** START Records provided **
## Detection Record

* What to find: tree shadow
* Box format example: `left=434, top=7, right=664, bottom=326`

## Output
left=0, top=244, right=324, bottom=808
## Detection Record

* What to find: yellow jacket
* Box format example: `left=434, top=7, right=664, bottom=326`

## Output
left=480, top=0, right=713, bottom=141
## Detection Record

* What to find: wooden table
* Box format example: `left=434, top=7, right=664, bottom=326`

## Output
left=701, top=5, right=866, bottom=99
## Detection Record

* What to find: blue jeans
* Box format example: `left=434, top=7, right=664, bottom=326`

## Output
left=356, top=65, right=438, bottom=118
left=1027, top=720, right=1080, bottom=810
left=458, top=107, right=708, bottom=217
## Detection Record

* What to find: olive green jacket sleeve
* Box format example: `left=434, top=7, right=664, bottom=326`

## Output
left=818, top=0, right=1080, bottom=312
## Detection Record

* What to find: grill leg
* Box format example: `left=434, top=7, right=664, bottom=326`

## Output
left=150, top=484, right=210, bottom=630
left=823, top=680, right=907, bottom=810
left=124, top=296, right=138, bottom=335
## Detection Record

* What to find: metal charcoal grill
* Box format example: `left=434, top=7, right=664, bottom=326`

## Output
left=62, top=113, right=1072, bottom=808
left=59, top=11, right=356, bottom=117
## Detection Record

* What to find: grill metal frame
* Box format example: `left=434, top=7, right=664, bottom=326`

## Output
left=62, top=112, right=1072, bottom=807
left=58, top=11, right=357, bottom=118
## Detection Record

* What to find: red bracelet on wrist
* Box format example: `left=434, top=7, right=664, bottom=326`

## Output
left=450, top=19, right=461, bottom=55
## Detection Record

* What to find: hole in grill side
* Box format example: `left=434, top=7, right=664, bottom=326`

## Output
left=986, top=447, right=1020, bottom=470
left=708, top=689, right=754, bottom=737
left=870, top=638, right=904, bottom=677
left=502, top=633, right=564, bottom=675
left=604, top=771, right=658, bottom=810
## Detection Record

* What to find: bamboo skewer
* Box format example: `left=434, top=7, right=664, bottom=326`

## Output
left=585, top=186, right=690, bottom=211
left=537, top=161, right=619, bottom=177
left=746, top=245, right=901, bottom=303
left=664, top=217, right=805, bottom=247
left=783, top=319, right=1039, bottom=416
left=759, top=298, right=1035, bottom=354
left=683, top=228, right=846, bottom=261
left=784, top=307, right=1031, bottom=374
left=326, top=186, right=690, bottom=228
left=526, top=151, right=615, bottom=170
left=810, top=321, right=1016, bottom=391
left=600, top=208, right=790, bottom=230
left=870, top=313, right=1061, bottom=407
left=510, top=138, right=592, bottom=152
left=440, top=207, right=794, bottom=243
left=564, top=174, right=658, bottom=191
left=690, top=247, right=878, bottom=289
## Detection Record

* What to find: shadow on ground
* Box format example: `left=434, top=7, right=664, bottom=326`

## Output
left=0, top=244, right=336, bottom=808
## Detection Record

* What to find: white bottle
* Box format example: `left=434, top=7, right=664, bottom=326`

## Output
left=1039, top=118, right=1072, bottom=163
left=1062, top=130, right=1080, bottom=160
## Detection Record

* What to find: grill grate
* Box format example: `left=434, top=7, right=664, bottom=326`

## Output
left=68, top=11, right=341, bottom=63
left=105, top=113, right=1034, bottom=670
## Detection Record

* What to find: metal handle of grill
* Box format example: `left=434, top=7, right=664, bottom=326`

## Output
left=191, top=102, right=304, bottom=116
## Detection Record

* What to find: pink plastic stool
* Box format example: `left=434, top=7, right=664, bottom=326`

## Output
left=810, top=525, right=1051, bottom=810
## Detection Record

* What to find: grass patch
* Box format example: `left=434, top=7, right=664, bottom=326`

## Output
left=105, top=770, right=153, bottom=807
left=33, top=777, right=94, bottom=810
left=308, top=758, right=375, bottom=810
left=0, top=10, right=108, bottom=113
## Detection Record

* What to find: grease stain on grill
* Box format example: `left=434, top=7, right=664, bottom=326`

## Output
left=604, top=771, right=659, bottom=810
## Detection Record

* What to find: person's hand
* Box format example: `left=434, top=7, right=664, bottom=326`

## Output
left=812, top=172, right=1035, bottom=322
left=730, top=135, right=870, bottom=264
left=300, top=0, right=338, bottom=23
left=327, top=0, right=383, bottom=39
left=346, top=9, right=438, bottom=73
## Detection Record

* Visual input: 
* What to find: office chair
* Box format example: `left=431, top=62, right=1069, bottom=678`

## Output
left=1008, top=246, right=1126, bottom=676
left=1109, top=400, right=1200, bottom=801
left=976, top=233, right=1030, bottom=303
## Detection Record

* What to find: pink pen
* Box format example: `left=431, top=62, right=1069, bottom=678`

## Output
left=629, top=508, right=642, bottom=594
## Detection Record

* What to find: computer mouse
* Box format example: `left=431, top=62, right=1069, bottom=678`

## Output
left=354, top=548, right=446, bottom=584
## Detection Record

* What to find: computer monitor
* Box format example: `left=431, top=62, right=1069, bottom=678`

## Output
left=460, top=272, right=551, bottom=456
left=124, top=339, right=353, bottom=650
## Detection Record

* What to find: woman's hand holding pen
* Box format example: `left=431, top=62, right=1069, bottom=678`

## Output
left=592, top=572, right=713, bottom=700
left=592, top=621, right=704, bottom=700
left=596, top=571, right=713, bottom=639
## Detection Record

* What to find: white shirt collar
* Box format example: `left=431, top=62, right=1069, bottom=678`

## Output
** END Records provided **
_Requirements_.
Rename every "Detection Record" in the material to "Annotation Entry" and reproduce all other lines without change.

_Result of the exercise_.
## Annotation Entry

* What to find: tree shadow
* Box format example: `left=434, top=7, right=664, bottom=326`

## Output
left=0, top=244, right=324, bottom=808
## Annotation Entry

* What to find: yellow jacket
* Box format example: `left=434, top=7, right=664, bottom=326`

## Output
left=480, top=0, right=713, bottom=141
## Annotation Entry

* What to find: wooden table
* Box format example: `left=434, top=7, right=664, bottom=326`

## Output
left=701, top=5, right=866, bottom=99
## Annotation Entry

* What to find: blue jeans
* Box format example: `left=434, top=7, right=664, bottom=326`

## Output
left=356, top=65, right=438, bottom=118
left=1027, top=720, right=1080, bottom=810
left=458, top=107, right=708, bottom=217
## Annotation Entry

* What to find: olive green jacket sleeve
* Box format example: `left=434, top=7, right=664, bottom=326`

## Output
left=818, top=0, right=1080, bottom=312
## Annotation Entry

* What to find: grill leg
* Box format example: `left=434, top=7, right=664, bottom=326`

## Output
left=150, top=484, right=210, bottom=630
left=823, top=680, right=907, bottom=810
left=124, top=296, right=138, bottom=335
## Annotation Entry

* What to find: metal charcoal grill
* Box format example: `left=434, top=7, right=664, bottom=326`

## Output
left=62, top=113, right=1072, bottom=808
left=59, top=11, right=356, bottom=117
## Annotation Entry

* What to find: grill metal frame
* Box format example: `left=434, top=7, right=664, bottom=326`

## Output
left=62, top=112, right=1072, bottom=807
left=58, top=11, right=357, bottom=118
## Annotation Entry

* What to find: red bracelet on wrist
* Box format example: `left=434, top=7, right=664, bottom=326`

## Output
left=450, top=19, right=461, bottom=55
## Annotation Entry

* What to find: hole in grill side
* Box format example: `left=434, top=7, right=664, bottom=326`

## Output
left=986, top=447, right=1020, bottom=470
left=708, top=689, right=754, bottom=737
left=870, top=638, right=904, bottom=677
left=502, top=633, right=564, bottom=675
left=604, top=771, right=658, bottom=810
## Annotation Entry

* What to find: bamboo skewer
* Box format example: `left=434, top=7, right=664, bottom=326`

## Output
left=585, top=186, right=690, bottom=211
left=537, top=161, right=619, bottom=177
left=746, top=245, right=901, bottom=303
left=664, top=217, right=805, bottom=247
left=783, top=319, right=1039, bottom=416
left=759, top=298, right=1035, bottom=354
left=683, top=228, right=846, bottom=261
left=784, top=307, right=1031, bottom=374
left=326, top=186, right=690, bottom=228
left=526, top=151, right=615, bottom=170
left=810, top=321, right=1016, bottom=391
left=600, top=208, right=790, bottom=230
left=870, top=313, right=1061, bottom=407
left=510, top=138, right=592, bottom=152
left=440, top=207, right=794, bottom=243
left=564, top=174, right=658, bottom=191
left=690, top=247, right=878, bottom=289
## Annotation Entry

* What to find: shadow on ground
* Box format example: `left=434, top=7, right=664, bottom=326`

## Output
left=0, top=244, right=336, bottom=808
## Annotation Entry

* What to find: white bottle
* Box format example: `left=434, top=7, right=664, bottom=326`

## Output
left=1039, top=118, right=1072, bottom=163
left=1062, top=130, right=1080, bottom=160
## Annotation Entry

* What to find: grill grate
* Box format example: `left=434, top=7, right=664, bottom=326`

## Output
left=68, top=11, right=341, bottom=63
left=105, top=113, right=1034, bottom=670
## Annotation Entry

* What to find: metal handle of grill
* Box format example: `left=434, top=7, right=664, bottom=326`

## Output
left=191, top=102, right=304, bottom=116
## Annotation Entry

* What to find: pink plastic stool
* Box format example: `left=434, top=7, right=664, bottom=326`

## Output
left=810, top=525, right=1051, bottom=810
## Annotation Entry

* What to find: grass patch
* Box format example: `left=434, top=7, right=664, bottom=326`

## Output
left=105, top=770, right=153, bottom=807
left=33, top=777, right=94, bottom=810
left=308, top=758, right=375, bottom=810
left=0, top=10, right=108, bottom=113
## Annotation Entry

* What to find: grease stain on grill
* Box format example: `left=434, top=7, right=664, bottom=326`

## Output
left=604, top=771, right=659, bottom=810
## Annotation Entry

* What to find: person's hand
* Box format example: `left=434, top=7, right=664, bottom=326`

## Output
left=812, top=172, right=1035, bottom=322
left=730, top=135, right=870, bottom=264
left=300, top=0, right=338, bottom=23
left=327, top=0, right=383, bottom=39
left=346, top=9, right=438, bottom=73
## Annotation Entry

* Visual input: 
* What to find: office chair
* Box format example: `left=431, top=62, right=1069, bottom=678`

## Output
left=1008, top=246, right=1126, bottom=676
left=1109, top=400, right=1200, bottom=801
left=976, top=233, right=1030, bottom=303
## Annotation Entry

* What to find: pink pen
* Box format example: `left=431, top=62, right=1069, bottom=678`

## Output
left=629, top=508, right=642, bottom=594
## Annotation Entry

* What to find: computer mouse
* Box format example: `left=431, top=62, right=1069, bottom=678`

## Output
left=354, top=548, right=446, bottom=584
## Annotation Entry

* What to find: computer monitor
* Box format example: `left=431, top=62, right=1069, bottom=678`

## Output
left=460, top=272, right=551, bottom=456
left=124, top=339, right=353, bottom=650
## Annotation Entry

* What to find: woman's hand holding pen
* Box format example: `left=431, top=62, right=1069, bottom=678`

## Output
left=592, top=572, right=713, bottom=700
left=592, top=621, right=704, bottom=700
left=596, top=571, right=713, bottom=639
## Annotation Entry

* What to find: white shirt collar
* Box format example: `left=431, top=62, right=1069, bottom=678`

## Output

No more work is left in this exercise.